DOCUMENT:
================

Before setting out on solving problems arising from Byzantine failures, it is important to define exactly what a Byzantine failure is. For our purposes, we say a processor has a Byzantine failure when the incorrect answer results from a computation. In a distributed environment, this may not necessarily be due to a processor, but rather the medium of communication. To be sure, it is not unrealistic to believe that a message sent over a network becomes corrupted in some manner. Nevertheless, in most situations where the medium of communication is possibly untrustworthy, from networking all the way to main memory, effort has been focused on error correcting codes. Thus, it is reasonable to assume that any medium of communication will reliably report the result a processor declares as the answer to a computation. This narrows the scope of Byzantine failures down to the processor itself. If a processor returns an incorrect result, there isn't any hardware to reassure us that the correct result was computed. Indeed, whether a processor returns the wrong result because of a bug, or due to a malicious design, we really don't care — an incorrect computation simply is classified as a Byzantine failure.

Now, this begs the question that different architectures were designed with different accuracies in mind. Some architectures could certainly compute a value with more accuracy than another. Is the less accurate computation a failure? Clearly, it would be zealous to think so. Not only that, but for most computations, applications rarely push the limits of architectural accuracy. Thus, for practical purposes, we ignore this issue entirely. Actually, most applications will be distributed over similar architectures, so such an issue will not appear except for an extremely small number of cases. The third paper mentioned above takes this into account by introducing a tolerance value so that rounding issues are avoided. In our tests, we will use exact equality for measurements, which is no compromise since the work is distributed over computers that all have the exact same architecture.

Lastly, just how often do these failures occur? To be truthful, not often. Actually, it was reasonable to assume that they would never happen during our experiments, regardless of the rain dances we did in the lab. But there is evidence that such failures might be more of an issue in the future. For starters there are examples pertaining solely to Intel's Pentium processor line:

The infamous division bug in the original Pentium processor. This was discovered after many processors had already been manufactured and sold. If a long computation had already begun on this architecture during 1995, it would most certainly have had to be restarted.
The Pentium 4 processor's introduction was delayed early last year because a bug was found. Luckily, engineers discovered the flaw during manufacturing. This, nevertheless, raises the issue of how many of these flaws are not caught before making it to manufacturing. It is impractical, if not impossible, to completely test today's processor architectures. More stringent methods are used though, making it more thorough than enumerating possible instruction pipelines.
A chipset for the Pentium III architecture caused the processor to behave in erratic ways when the third memory slot for a Rambus chip was used. This was caught by computer manufacturers rather than internally by Intel.

What is heartening after reading the examples above is that all these sources of failures were discovered relatively early. Not only that, but the consumer community has zero tolerance for this type of failure. Using hardware that has been available for a period of time dramatically reduces the exposure to Byzantine failures. Nevertheless, we state that these risks do exist, and therefore we would like to devise a system that begins to address the problem.

================

Raw records:

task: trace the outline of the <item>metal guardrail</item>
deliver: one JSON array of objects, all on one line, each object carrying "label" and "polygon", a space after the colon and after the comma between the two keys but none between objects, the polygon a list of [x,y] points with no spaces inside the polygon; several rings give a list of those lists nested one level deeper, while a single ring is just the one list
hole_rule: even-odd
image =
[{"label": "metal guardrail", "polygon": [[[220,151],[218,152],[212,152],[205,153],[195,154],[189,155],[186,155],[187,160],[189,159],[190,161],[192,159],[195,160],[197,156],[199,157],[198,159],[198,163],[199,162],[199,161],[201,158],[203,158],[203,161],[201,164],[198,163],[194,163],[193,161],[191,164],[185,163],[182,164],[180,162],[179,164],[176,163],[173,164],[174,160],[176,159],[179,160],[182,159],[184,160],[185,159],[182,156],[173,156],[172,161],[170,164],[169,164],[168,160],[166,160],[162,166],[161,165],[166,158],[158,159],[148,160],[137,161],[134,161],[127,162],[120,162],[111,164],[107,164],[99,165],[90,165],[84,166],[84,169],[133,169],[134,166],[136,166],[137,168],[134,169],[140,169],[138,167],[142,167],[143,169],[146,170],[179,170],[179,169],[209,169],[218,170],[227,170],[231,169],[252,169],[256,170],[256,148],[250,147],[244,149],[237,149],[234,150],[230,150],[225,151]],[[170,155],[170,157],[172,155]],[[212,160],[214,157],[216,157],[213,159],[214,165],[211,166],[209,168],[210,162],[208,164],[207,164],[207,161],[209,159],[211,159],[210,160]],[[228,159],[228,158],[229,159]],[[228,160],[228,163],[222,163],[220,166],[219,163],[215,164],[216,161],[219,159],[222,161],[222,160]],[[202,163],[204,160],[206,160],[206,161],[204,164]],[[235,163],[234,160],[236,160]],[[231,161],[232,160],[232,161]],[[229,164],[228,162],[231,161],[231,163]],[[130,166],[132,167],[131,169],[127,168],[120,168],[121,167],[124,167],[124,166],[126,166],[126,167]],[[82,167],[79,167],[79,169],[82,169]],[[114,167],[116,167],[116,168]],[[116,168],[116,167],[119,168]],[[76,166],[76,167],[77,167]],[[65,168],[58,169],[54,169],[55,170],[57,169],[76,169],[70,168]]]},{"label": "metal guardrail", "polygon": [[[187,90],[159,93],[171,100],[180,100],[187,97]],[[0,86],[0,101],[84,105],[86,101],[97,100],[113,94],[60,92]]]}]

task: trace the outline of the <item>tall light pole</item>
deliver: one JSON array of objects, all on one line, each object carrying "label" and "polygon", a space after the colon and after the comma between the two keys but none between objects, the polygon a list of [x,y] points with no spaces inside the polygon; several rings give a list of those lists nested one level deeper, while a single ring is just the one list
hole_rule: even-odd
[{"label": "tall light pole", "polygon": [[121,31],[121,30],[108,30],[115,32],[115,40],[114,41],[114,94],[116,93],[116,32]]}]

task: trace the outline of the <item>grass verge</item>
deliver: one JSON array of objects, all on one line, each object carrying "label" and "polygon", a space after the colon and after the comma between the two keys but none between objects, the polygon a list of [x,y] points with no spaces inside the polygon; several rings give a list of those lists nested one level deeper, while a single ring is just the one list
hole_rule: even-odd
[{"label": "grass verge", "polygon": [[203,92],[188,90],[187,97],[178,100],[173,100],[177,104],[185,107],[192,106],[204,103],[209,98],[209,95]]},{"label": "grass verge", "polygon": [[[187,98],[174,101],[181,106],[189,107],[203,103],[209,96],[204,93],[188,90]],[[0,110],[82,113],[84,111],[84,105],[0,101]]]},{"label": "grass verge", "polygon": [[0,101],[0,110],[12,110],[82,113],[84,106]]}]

================

TASK SET:
[1] Write out the passage on Byzantine failures, starting at "What is heartening" and continuing up to and including "address the problem.".
[2] Pick out each line of the entries that contains the string "guardrail", and copy those lines.

TASK RESULTS:
[1]
What is heartening after reading the examples above is that all these sources of failures were discovered relatively early. Not only that, but the consumer community has zero tolerance for this type of failure. Using hardware that has been available for a period of time dramatically reduces the exposure to Byzantine failures. Nevertheless, we state that these risks do exist, and therefore we would like to devise a system that begins to address the problem.

[2]
task: trace the outline of the <item>metal guardrail</item>
[{"label": "metal guardrail", "polygon": [[[220,151],[218,152],[212,152],[205,153],[195,154],[189,155],[186,155],[187,160],[189,159],[190,161],[192,159],[195,160],[197,156],[199,157],[198,159],[198,163],[199,162],[199,161],[201,158],[203,158],[203,161],[201,164],[198,163],[194,163],[193,161],[191,164],[185,163],[182,164],[180,162],[179,164],[176,163],[173,164],[174,160],[176,159],[179,160],[182,159],[184,160],[185,159],[182,156],[173,156],[172,161],[170,164],[169,164],[168,160],[166,160],[162,166],[161,165],[166,158],[158,159],[148,160],[137,161],[134,161],[127,162],[120,162],[111,164],[107,164],[99,165],[90,165],[84,166],[84,169],[133,169],[134,166],[136,166],[137,168],[134,169],[140,169],[138,167],[142,167],[143,169],[146,170],[179,170],[179,169],[209,169],[218,170],[227,170],[231,169],[252,169],[256,170],[256,148],[250,147],[244,149],[237,149],[234,150],[230,150],[225,151]],[[170,155],[170,157],[172,155]],[[212,160],[214,157],[216,157],[213,159],[214,165],[211,166],[209,168],[210,162],[208,164],[207,164],[207,161],[209,159],[211,159],[210,160]],[[228,159],[228,158],[229,159]],[[228,160],[228,163],[222,163],[220,166],[219,163],[215,164],[216,161],[219,159],[222,161],[222,160]],[[202,163],[204,160],[206,160],[206,161],[204,164]],[[235,163],[234,160],[236,160]],[[231,161],[232,160],[232,161]],[[229,164],[228,162],[231,161],[231,163]],[[130,166],[132,167],[131,169],[127,168],[120,168],[121,167],[124,167],[124,166],[126,166],[126,167]],[[82,167],[79,167],[79,169],[82,169]],[[114,167],[116,167],[116,168]],[[116,168],[116,167],[119,168]],[[76,166],[76,167],[77,167]],[[65,168],[58,169],[54,169],[55,170],[57,169],[76,169],[70,168]]]},{"label": "metal guardrail", "polygon": [[[187,90],[159,93],[171,100],[180,100],[187,97]],[[0,86],[0,101],[84,105],[86,101],[97,100],[113,94],[60,92]]]}]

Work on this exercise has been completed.